■ Source ■
** BEGIN **
I should say that I don’t have much of a background in filmmaking, rather it was very much a situation as you just described it. Also, I was not familiar with the whole area and context, so I had to start from scratch, find assistance, and then I gradually made connections. In China, there is this notion of rural reconstruction. It is very specific to China because of its cultural roots in agriculture. It is to an extent a government policy but likewise a bottom-up artistic movement. It overlaps with what we would call community-based art or socially engaged art. Artists work in the villages and rural contexts as a kind of a revitalizing practice with a transformative and pedagogical intend, reactivating tradition and relationships, bringing in students, educating villagers, and opening up new ways for them to make their work such as artisan craft economically viable. The way China modernized and specifically urbanized, this unprecedented growth within a few decades, has come at a cost. Environmentally speaking, yes, but rural areas have been affected in many ways because a lot of resources from the villages have been drained as a result of urban growth. There is a sense of restoring village life and culture, of counteracting alienation. I quite like the Chinese notion of the Spirit of Place, in that it leaves open diverse ways of approaching the complexity that is indicated there. But admittedly, my insights here are limited.

Halbe Kuipers
I for one really can’t say much about the conditions there; for some reason life always took me elsewhere. What I can speak to, though, is the process of modernization in relation to the rural and local you speak of, and how this relates to the cosmological questions we began with.

Take the place we are in right now for instance. In The Netherlands of late there have been strong movements to revalue the rural and the local, as in many places in modern society I reckon. Obviously, this is playing out very differently here than it is in China. But what we see here – and this might characterize a common quality across, a tendency if you will, at least here in the West – is this revaluation comes with strong identitarian overtones. Much of it seems born out of a reactionary movement, or is marked by it at least. Locality then becomes little but a war machine for more of the same. In fact, I would go as far as to say that what these reactionary tendencies say they want, in the name of ‘being closer to nature’ and such, is in fact the very stuff that is at the heart of the modern cosmology and, thereby, paradoxically removes us from nature only more despite, or perhaps precisely because of its claims. My main intuition for saying this is that, when indeed reactionary, it does not tend to plurality and relationality at all but rather to the same. It is self-indulgent in the way that Nietzsche speaks of reactionary movements. This, then, has little to nothing to do with nature, and even less with the cosmological.
** END **
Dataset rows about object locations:
** BEGIN **
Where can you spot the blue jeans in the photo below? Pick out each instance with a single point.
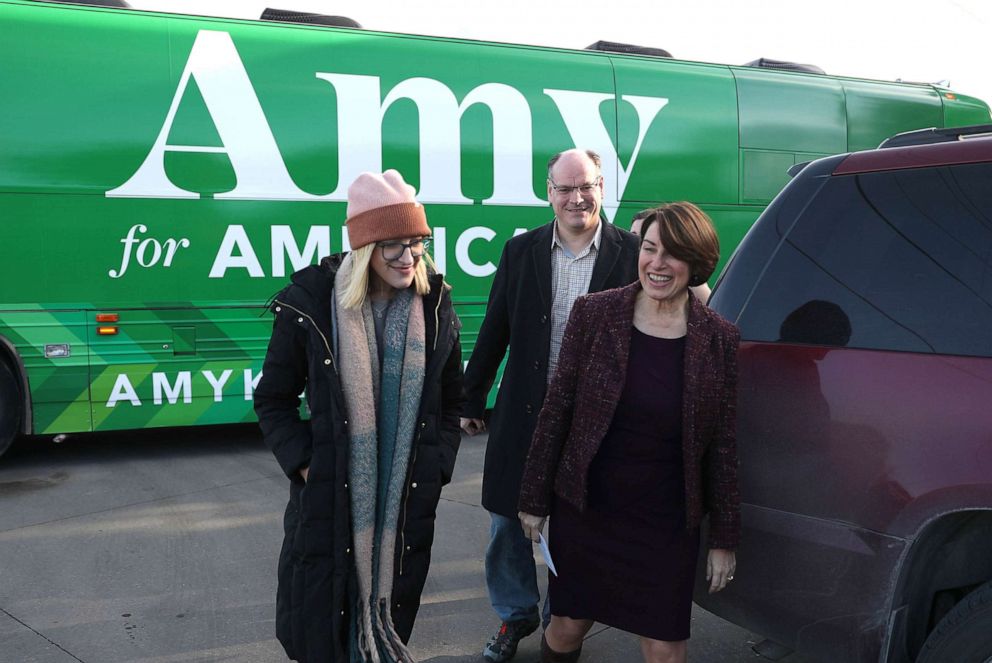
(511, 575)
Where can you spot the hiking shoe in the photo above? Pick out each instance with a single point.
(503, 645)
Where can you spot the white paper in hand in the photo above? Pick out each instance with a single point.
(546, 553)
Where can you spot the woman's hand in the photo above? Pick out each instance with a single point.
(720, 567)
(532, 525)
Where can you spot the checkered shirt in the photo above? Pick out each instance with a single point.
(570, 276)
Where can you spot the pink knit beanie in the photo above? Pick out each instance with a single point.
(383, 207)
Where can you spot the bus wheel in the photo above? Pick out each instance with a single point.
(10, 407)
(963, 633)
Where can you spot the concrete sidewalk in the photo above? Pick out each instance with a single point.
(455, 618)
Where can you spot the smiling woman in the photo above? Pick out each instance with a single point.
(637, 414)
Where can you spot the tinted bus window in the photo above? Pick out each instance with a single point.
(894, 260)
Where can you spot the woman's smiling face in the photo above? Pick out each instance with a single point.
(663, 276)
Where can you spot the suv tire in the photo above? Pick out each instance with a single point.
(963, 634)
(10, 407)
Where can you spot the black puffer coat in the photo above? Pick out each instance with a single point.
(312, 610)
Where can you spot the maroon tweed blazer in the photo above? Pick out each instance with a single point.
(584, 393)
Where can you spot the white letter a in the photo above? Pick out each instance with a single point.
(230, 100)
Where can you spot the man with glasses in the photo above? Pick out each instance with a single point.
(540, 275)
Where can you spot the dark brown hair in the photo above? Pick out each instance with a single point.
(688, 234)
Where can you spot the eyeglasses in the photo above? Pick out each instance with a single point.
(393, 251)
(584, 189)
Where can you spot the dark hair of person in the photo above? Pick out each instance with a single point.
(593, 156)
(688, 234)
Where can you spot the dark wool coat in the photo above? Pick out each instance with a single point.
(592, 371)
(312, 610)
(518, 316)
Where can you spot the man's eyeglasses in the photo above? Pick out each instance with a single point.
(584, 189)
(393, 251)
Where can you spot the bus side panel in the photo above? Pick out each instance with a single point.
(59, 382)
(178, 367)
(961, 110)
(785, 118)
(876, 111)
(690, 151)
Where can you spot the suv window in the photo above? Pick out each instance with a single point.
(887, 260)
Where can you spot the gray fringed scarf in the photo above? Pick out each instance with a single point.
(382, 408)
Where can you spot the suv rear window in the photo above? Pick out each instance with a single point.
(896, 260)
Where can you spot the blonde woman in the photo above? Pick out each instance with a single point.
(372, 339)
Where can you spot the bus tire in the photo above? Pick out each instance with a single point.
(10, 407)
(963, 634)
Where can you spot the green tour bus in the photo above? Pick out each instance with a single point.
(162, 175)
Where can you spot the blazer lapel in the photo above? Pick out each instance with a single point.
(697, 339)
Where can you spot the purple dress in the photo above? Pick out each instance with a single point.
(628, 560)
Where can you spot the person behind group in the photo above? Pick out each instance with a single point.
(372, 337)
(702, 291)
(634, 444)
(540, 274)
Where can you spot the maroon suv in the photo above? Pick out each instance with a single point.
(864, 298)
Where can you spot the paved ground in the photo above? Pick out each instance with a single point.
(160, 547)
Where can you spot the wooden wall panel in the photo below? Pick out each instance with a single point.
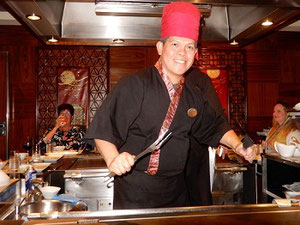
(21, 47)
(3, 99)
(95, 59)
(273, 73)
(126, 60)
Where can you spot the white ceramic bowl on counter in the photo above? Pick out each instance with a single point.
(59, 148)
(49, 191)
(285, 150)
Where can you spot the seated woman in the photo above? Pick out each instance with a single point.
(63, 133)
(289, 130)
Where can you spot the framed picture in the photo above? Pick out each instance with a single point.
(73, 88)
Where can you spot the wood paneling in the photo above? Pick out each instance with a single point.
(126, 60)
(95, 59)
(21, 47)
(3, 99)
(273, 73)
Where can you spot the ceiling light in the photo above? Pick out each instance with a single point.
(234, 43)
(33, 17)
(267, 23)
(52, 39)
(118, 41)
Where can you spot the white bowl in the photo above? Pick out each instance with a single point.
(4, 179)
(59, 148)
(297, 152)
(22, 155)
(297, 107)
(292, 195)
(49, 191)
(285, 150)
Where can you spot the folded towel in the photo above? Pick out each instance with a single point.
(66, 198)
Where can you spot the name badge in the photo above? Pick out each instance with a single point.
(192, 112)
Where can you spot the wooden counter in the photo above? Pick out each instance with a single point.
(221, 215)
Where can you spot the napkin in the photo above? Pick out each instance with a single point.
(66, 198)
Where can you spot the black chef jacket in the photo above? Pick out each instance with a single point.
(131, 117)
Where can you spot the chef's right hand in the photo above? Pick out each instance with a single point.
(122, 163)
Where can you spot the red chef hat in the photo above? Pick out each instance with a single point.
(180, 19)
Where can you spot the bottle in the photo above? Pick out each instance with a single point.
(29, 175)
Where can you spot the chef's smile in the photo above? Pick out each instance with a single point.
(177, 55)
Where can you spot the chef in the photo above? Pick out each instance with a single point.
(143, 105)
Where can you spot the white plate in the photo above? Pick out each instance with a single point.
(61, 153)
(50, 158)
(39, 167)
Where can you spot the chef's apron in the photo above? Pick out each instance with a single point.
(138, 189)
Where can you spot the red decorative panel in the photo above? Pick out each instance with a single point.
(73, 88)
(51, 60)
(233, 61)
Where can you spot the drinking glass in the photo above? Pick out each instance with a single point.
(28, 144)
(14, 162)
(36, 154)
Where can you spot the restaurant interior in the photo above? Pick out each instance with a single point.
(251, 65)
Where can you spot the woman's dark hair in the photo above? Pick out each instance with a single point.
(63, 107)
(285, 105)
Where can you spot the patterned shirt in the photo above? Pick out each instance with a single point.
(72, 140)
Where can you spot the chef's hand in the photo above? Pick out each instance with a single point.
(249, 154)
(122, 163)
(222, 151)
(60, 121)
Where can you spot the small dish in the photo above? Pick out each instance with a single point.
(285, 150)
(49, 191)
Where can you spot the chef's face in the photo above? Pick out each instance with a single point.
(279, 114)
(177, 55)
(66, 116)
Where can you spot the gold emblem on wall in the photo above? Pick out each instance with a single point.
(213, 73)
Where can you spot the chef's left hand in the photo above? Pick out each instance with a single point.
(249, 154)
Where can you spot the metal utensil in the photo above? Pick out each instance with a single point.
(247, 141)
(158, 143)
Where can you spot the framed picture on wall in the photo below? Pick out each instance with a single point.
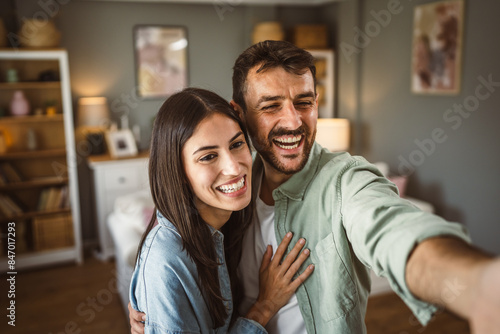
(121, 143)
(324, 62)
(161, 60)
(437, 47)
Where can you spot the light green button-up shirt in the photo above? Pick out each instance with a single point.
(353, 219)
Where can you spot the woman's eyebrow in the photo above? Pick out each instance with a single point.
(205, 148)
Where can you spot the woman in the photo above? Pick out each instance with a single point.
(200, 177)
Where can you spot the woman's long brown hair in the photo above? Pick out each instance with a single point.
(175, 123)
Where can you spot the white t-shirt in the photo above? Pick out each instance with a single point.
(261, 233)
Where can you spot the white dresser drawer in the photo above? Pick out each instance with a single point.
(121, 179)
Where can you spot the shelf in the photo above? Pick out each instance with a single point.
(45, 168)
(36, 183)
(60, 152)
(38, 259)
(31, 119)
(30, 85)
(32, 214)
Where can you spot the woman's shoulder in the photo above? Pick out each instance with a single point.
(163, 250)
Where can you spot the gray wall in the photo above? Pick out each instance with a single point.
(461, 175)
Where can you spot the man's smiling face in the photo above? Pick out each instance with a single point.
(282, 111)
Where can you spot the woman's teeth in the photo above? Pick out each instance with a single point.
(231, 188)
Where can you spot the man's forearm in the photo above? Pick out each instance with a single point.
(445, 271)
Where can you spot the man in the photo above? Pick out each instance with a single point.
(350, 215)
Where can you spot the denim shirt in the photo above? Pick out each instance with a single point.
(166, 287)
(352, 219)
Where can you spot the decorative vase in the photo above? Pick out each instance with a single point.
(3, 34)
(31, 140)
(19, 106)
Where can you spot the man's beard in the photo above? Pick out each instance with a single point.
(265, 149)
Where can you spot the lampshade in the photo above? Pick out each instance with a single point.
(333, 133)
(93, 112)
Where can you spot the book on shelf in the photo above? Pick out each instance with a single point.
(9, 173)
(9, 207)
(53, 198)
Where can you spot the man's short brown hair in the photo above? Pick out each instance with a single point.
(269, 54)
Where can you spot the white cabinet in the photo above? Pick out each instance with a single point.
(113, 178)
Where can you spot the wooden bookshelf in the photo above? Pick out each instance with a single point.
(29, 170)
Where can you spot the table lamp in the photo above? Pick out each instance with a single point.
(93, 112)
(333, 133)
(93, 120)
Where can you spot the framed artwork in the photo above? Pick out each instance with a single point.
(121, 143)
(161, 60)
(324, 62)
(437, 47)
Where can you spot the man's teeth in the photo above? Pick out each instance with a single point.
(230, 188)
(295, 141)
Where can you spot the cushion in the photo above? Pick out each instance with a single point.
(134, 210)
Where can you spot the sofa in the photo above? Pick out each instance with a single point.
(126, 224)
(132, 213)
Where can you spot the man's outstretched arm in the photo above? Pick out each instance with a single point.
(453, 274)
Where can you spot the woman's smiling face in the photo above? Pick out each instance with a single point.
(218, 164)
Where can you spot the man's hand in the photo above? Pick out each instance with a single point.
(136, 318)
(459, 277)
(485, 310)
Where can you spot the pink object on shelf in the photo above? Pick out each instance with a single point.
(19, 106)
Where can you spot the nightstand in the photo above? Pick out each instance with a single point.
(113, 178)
** END **
■ Exercises ■
#1 According to the conversation about rural reconstruction, why is rural reconstruction specific to China?
#2 Pick up the conversation about rural reconstruction after its last sentence and continue it.
These rows come from a separate source.

■ Answers below ■
#1 Because of its cultural roots in agriculture.

#2
In this way the current discourses on locality are really problematic. If anything, they require us to start thinking the middle again, or as I made reference to above already, “penser par milieu.” The restoration you speak of then can only go by restoring, that is creating anew spaces and practices in the middle to ward off these reactionary tendencies. We have to because as these discourses make sufficiently clear, supposedly in the name of these territories and their localities, we are once again speaking of closing borders and even deportations.

Michael Just
These are such important points. Without being able to do justice to any of them, let me try and address just a few. I entirely agree: restoration and reconstruction imply what you have just referred to as “creating anew”. I think of this as creative reinterpretation, and I touch upon it also in the conversation with Rick Dolphijn and his notion of coming together, which he draws from Marx. At least in that way we can hopefully avoid the notion of a reinstantiation of the past. I’m also thinking of Viveiros de Castro’s remark: (Amer-)indianeity is a project of the future, not a memory of the past. Can we connect this notion of indianeity to locality and what kind of future is envisioned here? I think doing so might open up possibilities, and they wouldn’t be limited to the Amerindian context. I think of the rural here in this spatial way that Viveiros calls extra-modern, and as such I think it comes close to the plurality and relationality you mention.

You mention The Netherlands. In Germany it is constantly growing.

Halbe Kuipers
Yes, the way it is playing out in Germany is complicated, to say the least. There seem so little conditions for thought, that is a thinking-feeling, as the whole field is haunted by its own past and the suffocating guilt that comes with it.

Michael Just
It’s hard to find a place in Europe that hasn’t been taken over by a mentality of narrow identity and large-scale exclusion.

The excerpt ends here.